Given request ->
Reproduce the data below line for line, keeping every character unchanged.

Point-based annotation data
# # # #

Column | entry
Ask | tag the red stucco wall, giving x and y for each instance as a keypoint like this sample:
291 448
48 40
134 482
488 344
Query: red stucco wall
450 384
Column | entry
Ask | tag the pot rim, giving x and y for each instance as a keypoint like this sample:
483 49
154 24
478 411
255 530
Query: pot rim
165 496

# # # #

Written reply ->
Column | entry
Ask | tag the red stucco wall, giving x and y for each instance as a keypoint like this sample:
291 448
48 40
134 482
488 344
Query: red stucco wall
450 384
Column | entry
Ask | tag the pot rim, giving x and y for each instance as a keypoint like this sample:
483 49
154 24
478 411
255 530
Query: pot rim
165 496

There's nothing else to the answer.